### The task:
Report each line from the entries in which "dark" can be found.

### Supplied data:
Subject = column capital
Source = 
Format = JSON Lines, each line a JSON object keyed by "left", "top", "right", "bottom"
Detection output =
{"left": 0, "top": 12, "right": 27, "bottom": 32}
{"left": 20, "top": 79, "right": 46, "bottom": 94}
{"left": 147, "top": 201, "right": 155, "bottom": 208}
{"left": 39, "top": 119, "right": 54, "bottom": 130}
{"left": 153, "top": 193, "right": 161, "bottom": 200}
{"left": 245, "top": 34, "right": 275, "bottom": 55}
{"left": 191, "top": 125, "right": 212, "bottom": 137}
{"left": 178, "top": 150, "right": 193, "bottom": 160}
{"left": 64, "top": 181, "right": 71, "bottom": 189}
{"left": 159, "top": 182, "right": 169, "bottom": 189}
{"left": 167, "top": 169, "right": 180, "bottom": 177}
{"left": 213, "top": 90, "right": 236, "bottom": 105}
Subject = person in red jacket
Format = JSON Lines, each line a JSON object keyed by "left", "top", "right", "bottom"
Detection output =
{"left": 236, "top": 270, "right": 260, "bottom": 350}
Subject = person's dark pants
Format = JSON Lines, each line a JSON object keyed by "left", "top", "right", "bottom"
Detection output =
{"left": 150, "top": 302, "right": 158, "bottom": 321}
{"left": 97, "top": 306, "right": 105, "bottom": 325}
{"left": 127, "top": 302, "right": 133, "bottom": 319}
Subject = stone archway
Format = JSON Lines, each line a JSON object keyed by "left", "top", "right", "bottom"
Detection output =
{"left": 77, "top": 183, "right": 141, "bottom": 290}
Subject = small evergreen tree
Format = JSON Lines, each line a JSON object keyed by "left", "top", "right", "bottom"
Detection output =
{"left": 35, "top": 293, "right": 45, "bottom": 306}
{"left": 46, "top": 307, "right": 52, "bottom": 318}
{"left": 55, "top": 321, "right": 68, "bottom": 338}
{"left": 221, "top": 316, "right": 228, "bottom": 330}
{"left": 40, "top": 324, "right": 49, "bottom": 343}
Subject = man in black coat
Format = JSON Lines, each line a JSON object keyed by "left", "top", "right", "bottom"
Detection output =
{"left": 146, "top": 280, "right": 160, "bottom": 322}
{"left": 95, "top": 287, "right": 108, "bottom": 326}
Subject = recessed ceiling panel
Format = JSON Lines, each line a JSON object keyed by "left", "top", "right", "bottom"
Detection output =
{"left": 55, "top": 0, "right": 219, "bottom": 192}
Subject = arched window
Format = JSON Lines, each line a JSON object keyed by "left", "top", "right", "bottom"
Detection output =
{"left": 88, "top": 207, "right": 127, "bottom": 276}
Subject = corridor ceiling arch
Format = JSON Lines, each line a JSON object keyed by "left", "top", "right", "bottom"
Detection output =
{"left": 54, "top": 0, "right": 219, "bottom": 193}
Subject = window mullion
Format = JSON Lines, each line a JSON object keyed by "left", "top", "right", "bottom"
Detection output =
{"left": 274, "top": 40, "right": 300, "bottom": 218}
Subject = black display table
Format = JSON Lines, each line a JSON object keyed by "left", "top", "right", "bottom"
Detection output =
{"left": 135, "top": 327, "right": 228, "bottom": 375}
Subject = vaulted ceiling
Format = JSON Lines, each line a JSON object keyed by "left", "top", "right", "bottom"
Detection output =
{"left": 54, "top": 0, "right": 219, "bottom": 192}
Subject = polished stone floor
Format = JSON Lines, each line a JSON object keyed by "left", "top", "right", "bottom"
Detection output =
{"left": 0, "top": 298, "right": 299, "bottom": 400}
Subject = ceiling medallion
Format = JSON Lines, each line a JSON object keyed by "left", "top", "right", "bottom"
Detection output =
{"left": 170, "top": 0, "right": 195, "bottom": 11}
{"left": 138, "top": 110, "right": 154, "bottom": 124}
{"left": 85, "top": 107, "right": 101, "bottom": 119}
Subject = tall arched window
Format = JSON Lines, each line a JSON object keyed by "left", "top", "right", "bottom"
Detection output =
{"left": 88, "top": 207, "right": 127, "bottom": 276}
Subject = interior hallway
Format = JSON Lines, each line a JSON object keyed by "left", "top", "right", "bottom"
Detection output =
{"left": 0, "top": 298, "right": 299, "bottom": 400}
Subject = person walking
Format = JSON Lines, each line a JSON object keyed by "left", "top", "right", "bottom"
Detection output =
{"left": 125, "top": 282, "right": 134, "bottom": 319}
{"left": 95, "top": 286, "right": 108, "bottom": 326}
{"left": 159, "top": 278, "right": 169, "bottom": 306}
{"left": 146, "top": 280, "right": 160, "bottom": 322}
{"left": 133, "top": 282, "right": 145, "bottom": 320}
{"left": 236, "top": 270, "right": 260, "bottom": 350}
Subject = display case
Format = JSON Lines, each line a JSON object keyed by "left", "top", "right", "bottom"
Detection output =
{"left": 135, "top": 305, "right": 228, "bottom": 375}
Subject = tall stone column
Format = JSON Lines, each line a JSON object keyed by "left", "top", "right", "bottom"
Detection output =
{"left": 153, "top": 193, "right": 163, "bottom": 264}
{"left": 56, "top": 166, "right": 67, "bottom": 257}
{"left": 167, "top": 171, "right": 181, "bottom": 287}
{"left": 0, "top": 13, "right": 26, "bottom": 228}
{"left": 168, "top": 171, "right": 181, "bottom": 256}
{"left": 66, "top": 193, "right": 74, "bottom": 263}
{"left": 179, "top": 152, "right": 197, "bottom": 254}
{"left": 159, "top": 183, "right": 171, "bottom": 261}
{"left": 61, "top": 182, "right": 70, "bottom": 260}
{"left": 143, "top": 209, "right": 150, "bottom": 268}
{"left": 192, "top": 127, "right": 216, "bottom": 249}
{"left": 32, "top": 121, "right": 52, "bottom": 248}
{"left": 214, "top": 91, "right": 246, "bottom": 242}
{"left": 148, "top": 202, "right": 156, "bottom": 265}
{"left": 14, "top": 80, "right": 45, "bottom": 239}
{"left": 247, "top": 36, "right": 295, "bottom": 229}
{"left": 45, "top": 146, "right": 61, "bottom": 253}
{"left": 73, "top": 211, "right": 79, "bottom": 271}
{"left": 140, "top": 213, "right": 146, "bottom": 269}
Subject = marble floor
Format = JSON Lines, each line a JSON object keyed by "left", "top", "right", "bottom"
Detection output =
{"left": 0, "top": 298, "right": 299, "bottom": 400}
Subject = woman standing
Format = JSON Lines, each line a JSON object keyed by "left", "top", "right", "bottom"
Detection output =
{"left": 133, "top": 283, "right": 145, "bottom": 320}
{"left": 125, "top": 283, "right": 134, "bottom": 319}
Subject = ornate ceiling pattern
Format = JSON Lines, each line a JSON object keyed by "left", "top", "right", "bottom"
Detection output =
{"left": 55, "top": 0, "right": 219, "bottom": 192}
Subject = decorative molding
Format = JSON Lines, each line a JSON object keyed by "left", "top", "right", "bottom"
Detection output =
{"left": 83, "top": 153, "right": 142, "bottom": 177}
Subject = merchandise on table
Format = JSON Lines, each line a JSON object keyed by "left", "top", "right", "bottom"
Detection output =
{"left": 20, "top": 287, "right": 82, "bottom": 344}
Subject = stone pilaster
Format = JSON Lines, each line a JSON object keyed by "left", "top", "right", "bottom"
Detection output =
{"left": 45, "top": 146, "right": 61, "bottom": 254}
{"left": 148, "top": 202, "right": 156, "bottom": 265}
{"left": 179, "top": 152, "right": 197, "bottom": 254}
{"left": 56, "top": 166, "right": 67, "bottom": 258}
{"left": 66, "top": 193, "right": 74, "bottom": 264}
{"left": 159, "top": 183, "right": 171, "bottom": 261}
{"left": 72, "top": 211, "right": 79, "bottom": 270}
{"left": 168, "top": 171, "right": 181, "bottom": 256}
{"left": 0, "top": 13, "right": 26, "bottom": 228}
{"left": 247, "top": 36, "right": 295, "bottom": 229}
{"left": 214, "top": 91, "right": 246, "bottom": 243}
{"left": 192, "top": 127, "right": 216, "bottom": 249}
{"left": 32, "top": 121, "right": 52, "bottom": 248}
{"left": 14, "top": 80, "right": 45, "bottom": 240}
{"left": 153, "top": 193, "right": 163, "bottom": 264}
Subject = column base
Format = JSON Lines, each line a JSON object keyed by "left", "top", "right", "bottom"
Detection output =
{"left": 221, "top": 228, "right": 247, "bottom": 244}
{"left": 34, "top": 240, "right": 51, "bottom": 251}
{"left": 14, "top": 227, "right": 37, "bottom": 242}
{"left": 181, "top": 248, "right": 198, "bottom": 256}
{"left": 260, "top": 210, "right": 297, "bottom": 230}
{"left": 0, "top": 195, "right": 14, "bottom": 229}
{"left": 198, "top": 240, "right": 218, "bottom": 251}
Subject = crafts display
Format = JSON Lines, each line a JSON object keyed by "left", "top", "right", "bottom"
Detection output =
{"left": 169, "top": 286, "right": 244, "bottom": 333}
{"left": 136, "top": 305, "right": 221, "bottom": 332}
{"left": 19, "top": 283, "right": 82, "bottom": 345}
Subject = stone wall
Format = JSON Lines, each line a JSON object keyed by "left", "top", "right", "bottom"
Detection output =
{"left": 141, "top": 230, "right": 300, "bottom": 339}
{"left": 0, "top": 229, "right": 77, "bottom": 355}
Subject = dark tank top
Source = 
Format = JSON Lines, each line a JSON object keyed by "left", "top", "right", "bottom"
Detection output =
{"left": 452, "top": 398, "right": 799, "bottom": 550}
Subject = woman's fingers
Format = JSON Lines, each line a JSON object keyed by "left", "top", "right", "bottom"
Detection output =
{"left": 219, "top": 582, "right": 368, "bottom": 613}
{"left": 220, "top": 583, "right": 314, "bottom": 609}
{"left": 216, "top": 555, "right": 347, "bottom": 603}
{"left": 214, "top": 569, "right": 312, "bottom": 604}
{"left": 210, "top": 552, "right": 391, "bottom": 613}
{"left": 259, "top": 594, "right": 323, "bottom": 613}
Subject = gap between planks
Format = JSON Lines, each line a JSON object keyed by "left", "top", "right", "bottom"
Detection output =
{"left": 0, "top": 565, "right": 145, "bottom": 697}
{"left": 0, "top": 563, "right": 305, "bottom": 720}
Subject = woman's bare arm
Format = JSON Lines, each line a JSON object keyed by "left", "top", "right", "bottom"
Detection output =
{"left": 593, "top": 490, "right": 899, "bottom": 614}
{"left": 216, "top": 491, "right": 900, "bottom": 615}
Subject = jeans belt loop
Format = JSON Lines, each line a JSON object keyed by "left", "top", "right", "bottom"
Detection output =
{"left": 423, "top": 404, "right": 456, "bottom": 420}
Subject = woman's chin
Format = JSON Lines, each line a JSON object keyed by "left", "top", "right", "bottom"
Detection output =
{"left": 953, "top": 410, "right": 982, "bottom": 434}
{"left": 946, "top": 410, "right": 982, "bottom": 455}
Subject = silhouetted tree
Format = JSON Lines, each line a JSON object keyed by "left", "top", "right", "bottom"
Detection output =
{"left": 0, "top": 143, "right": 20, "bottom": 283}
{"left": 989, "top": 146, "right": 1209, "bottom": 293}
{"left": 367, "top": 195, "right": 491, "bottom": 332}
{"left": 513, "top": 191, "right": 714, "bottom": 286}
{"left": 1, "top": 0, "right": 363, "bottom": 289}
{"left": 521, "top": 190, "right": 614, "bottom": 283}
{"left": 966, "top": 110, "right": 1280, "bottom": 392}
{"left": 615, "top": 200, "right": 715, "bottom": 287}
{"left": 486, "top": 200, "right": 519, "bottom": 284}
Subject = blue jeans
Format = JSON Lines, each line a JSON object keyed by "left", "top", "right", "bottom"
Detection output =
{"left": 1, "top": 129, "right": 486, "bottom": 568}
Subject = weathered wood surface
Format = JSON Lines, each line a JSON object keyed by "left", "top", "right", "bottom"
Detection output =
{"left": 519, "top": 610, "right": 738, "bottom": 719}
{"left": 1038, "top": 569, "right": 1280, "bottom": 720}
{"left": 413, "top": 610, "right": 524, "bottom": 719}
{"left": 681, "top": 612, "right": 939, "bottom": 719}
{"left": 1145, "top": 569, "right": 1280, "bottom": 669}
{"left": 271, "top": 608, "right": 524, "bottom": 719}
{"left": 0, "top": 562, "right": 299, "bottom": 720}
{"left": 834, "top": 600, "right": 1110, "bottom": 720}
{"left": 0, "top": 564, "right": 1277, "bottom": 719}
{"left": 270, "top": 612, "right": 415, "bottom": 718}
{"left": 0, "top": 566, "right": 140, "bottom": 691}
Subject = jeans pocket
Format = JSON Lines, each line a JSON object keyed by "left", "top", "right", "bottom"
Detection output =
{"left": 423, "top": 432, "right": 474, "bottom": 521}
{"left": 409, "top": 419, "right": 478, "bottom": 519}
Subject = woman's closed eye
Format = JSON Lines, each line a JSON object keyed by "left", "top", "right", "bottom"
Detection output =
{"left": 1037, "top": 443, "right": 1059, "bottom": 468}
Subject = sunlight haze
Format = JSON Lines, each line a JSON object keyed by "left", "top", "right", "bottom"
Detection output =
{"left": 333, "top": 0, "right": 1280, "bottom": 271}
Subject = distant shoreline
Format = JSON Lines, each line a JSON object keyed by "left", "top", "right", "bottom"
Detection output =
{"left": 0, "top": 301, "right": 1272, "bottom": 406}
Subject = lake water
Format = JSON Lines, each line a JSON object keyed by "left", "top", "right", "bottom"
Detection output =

### Response:
Subject = person's dark pants
Subject = dark tank top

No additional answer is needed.